▶ WORK REQUEST
Give back the full set of entries exactly, keeping each line intact.

-- -- --

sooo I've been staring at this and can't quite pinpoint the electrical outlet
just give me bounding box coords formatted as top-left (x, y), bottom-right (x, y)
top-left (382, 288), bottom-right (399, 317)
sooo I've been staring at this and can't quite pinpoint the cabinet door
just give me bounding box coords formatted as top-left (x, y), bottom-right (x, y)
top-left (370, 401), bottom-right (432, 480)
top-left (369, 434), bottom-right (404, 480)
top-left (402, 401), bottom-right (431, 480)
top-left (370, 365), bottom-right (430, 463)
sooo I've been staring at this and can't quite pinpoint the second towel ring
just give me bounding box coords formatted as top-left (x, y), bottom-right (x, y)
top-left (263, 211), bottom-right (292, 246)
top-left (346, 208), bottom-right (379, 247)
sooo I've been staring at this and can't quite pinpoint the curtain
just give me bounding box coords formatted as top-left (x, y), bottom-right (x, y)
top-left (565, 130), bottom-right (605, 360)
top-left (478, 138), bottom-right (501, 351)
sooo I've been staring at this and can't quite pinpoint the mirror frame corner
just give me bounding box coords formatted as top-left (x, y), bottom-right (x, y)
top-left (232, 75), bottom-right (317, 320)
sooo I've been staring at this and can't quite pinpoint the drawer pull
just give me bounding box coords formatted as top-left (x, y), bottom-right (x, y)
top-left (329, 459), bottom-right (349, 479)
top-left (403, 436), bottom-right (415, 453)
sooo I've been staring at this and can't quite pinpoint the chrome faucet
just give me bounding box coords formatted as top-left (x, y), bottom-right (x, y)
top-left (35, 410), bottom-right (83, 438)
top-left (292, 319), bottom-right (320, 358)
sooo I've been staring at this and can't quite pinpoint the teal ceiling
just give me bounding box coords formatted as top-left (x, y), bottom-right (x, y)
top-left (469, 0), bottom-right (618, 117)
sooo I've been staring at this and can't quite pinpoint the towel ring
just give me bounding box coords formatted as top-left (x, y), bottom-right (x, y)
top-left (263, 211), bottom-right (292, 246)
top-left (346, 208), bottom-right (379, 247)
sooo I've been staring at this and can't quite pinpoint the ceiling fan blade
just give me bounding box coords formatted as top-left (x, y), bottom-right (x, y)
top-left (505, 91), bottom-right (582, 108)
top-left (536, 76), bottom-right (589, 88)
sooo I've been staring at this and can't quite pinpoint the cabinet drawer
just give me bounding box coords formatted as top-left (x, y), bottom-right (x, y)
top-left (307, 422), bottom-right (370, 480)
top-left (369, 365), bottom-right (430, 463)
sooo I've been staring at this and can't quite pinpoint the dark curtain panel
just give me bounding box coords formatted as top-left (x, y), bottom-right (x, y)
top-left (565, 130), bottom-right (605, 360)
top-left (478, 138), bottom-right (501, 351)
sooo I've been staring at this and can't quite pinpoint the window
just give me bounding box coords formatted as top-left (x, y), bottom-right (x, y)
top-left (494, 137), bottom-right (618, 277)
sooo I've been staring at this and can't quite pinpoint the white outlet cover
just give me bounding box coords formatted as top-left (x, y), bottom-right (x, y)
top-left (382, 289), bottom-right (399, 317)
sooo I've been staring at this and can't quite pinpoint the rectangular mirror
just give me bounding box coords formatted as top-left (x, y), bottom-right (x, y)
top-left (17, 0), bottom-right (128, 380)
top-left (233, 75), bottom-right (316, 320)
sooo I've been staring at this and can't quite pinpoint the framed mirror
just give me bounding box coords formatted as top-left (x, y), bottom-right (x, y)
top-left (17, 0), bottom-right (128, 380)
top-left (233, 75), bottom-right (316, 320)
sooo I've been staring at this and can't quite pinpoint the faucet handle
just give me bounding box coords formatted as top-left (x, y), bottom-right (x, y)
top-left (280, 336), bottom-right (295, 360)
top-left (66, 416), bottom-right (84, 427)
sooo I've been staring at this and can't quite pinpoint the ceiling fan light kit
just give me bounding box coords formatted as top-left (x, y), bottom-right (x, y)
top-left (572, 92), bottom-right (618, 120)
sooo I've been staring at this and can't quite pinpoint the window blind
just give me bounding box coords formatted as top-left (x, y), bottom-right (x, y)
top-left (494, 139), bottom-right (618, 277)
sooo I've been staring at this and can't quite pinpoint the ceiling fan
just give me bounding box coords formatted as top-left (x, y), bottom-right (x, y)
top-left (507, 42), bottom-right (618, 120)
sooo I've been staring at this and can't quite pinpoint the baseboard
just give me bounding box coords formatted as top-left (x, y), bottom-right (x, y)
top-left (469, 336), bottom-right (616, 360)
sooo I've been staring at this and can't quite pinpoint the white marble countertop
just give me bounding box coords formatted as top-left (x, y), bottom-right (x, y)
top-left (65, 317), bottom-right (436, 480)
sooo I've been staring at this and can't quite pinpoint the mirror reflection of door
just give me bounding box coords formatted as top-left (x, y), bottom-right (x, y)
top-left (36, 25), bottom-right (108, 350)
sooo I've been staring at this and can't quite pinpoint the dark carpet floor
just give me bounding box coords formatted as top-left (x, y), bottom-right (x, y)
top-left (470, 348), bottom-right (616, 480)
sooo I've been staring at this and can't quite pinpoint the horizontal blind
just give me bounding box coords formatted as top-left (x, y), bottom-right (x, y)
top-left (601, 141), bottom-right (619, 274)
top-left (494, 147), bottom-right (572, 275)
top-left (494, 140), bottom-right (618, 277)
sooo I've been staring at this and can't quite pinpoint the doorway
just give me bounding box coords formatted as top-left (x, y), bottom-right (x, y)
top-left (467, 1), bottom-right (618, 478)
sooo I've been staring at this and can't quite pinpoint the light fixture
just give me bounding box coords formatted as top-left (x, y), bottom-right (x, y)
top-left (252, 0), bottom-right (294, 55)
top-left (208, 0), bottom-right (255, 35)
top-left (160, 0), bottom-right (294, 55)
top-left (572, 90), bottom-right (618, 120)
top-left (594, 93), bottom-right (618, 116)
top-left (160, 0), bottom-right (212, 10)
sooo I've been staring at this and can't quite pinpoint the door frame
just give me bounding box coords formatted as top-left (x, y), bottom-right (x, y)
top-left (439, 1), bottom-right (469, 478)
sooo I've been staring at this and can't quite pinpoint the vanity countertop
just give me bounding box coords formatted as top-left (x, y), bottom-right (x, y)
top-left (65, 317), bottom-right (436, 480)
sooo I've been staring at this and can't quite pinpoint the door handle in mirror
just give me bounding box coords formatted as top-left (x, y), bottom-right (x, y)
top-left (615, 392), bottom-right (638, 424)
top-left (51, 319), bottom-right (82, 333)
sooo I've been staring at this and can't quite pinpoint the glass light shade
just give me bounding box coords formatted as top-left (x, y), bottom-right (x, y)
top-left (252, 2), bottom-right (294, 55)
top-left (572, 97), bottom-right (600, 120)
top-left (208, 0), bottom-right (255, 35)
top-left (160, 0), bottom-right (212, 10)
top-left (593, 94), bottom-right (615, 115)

-- -- --

▶ SOLUTION FOR THIS PROBLEM
sooo I've been staring at this and can't quite pinpoint the electrical outlet
just give me bounding box coords formatted as top-left (x, y), bottom-right (x, y)
top-left (382, 288), bottom-right (399, 317)
sooo I've been staring at this and can't quite pinpoint the cabinet door
just give me bounding box coords formatted as top-left (x, y), bottom-right (x, y)
top-left (370, 401), bottom-right (432, 480)
top-left (369, 434), bottom-right (404, 480)
top-left (402, 401), bottom-right (431, 480)
top-left (370, 365), bottom-right (430, 463)
sooo I've been staring at this and can't quite pinpoint the second towel ring
just give me bounding box coords formatted as top-left (x, y), bottom-right (x, y)
top-left (263, 211), bottom-right (292, 246)
top-left (346, 208), bottom-right (379, 247)
sooo I've been staring at this and can't quite pinpoint the curtain
just give me bounding box coords formatted as top-left (x, y), bottom-right (x, y)
top-left (565, 130), bottom-right (605, 360)
top-left (478, 138), bottom-right (501, 351)
sooo I've been staring at this and can't quite pinpoint the mirror frame corner
just give me bounding box coords formatted as top-left (x, y), bottom-right (x, y)
top-left (232, 75), bottom-right (317, 320)
sooo I've been staring at this and can't quite pinpoint the drawer pull
just give me bounding box coords formatted as top-left (x, y), bottom-right (x, y)
top-left (329, 459), bottom-right (349, 479)
top-left (403, 436), bottom-right (415, 453)
sooo I've been staring at this and can't quite pinpoint the chrome faucet
just give me bounding box coords formatted as top-left (x, y), bottom-right (x, y)
top-left (35, 410), bottom-right (83, 438)
top-left (292, 319), bottom-right (320, 358)
sooo I've been staring at this and can't quite pinpoint the teal ceiling
just give me bounding box coords formatted as top-left (x, y), bottom-right (x, y)
top-left (469, 0), bottom-right (618, 117)
sooo I've been staring at this and can't quite pinpoint the towel ring
just give me bounding box coords formatted as top-left (x, y), bottom-right (x, y)
top-left (263, 211), bottom-right (292, 246)
top-left (346, 208), bottom-right (379, 247)
sooo I've been staring at this and can't quite pinpoint the ceiling fan blade
just give me bounding box coords formatted as top-left (x, y), bottom-right (x, y)
top-left (505, 91), bottom-right (582, 108)
top-left (536, 76), bottom-right (589, 88)
sooo I've been staring at this and can't quite pinpoint the cabinet drawer
just give me bounding box coords formatted as top-left (x, y), bottom-right (x, y)
top-left (307, 422), bottom-right (370, 480)
top-left (369, 365), bottom-right (430, 463)
sooo I've been staring at this and can't quite pinpoint the dark curtain panel
just give me bounding box coords formatted as top-left (x, y), bottom-right (x, y)
top-left (565, 130), bottom-right (605, 360)
top-left (478, 138), bottom-right (501, 351)
sooo I've been staring at this and can't quite pinpoint the window
just give me bounding box coords formatted as top-left (x, y), bottom-right (x, y)
top-left (494, 137), bottom-right (618, 277)
sooo I've been staring at this and can't quite pinpoint the white outlet cover
just give me bounding box coords formatted as top-left (x, y), bottom-right (x, y)
top-left (382, 289), bottom-right (399, 317)
sooo I've been staring at this and can't quite pinpoint the rectangular mirror
just give me bounding box coords formatted as top-left (x, y), bottom-right (x, y)
top-left (17, 0), bottom-right (128, 380)
top-left (233, 75), bottom-right (316, 320)
sooo I've been staring at this and can't quite pinpoint the framed mirror
just give me bounding box coords formatted as top-left (x, y), bottom-right (x, y)
top-left (17, 0), bottom-right (128, 380)
top-left (233, 75), bottom-right (316, 320)
sooo I've been staring at this and can't quite pinpoint the faucet handle
just give me bounding box coords formatted as top-left (x, y), bottom-right (x, y)
top-left (280, 336), bottom-right (295, 360)
top-left (66, 416), bottom-right (84, 427)
sooo I've been staring at this and can't quite pinpoint the ceiling fan light kit
just give me bounding box coords formatted as top-left (x, y), bottom-right (x, y)
top-left (572, 92), bottom-right (618, 120)
sooo I've been staring at this and can't quite pinpoint the window blind
just give me bounding box coords formatted as top-left (x, y), bottom-right (x, y)
top-left (494, 139), bottom-right (618, 277)
sooo I've been staring at this and can't quite pinpoint the ceiling fan
just give me bounding box coords formatted as top-left (x, y), bottom-right (x, y)
top-left (507, 42), bottom-right (618, 120)
sooo I've been staring at this and can't quite pinpoint the baseboard
just give me bounding box coords formatted as top-left (x, y), bottom-right (x, y)
top-left (469, 336), bottom-right (616, 360)
sooo I've been staring at this and can't quite pinpoint the white marble countertop
just give me bounding box coords formatted as top-left (x, y), bottom-right (x, y)
top-left (65, 317), bottom-right (436, 480)
sooo I've been staring at this and can't quite pinpoint the mirror reflection of door
just give me bounding box coords formatted as top-left (x, y), bottom-right (x, y)
top-left (36, 25), bottom-right (108, 350)
sooo I've been staring at this and can't quite pinpoint the dark carpet floor
just give me bounding box coords formatted as top-left (x, y), bottom-right (x, y)
top-left (470, 348), bottom-right (616, 480)
sooo I've been staring at this and can't quite pinpoint the horizontal blind
just give me bounding box coords formatted as top-left (x, y), bottom-right (x, y)
top-left (601, 141), bottom-right (619, 274)
top-left (494, 147), bottom-right (572, 275)
top-left (494, 140), bottom-right (618, 277)
sooo I've been staring at this and can't quite pinpoint the doorway
just give me bounding box coords formatted as top-left (x, y), bottom-right (x, y)
top-left (467, 1), bottom-right (618, 478)
sooo I've been staring at this and can't quite pinpoint the light fixture
just give me bounding box coords formatted as top-left (x, y), bottom-right (x, y)
top-left (252, 0), bottom-right (294, 55)
top-left (208, 0), bottom-right (255, 35)
top-left (160, 0), bottom-right (294, 55)
top-left (572, 90), bottom-right (618, 120)
top-left (594, 93), bottom-right (618, 116)
top-left (160, 0), bottom-right (212, 10)
sooo I've been staring at this and can't quite pinpoint the door frame
just give me bounding box coords formatted as top-left (x, y), bottom-right (x, y)
top-left (439, 1), bottom-right (469, 478)
sooo I've been staring at this and can't quite pinpoint the vanity countertop
just give me bounding box coords formatted as top-left (x, y), bottom-right (x, y)
top-left (65, 317), bottom-right (436, 480)
sooo I've been staring at this and can't quite pinpoint the door handle in mirror
just give me bounding box coords formatted as top-left (x, y), bottom-right (x, y)
top-left (615, 392), bottom-right (638, 424)
top-left (51, 319), bottom-right (82, 333)
sooo I've been staring at this and can't quite pinpoint the glass light shade
just give me bounding box coords formatted as top-left (x, y), bottom-right (x, y)
top-left (252, 2), bottom-right (294, 55)
top-left (572, 97), bottom-right (600, 120)
top-left (208, 0), bottom-right (255, 35)
top-left (160, 0), bottom-right (212, 10)
top-left (593, 94), bottom-right (615, 115)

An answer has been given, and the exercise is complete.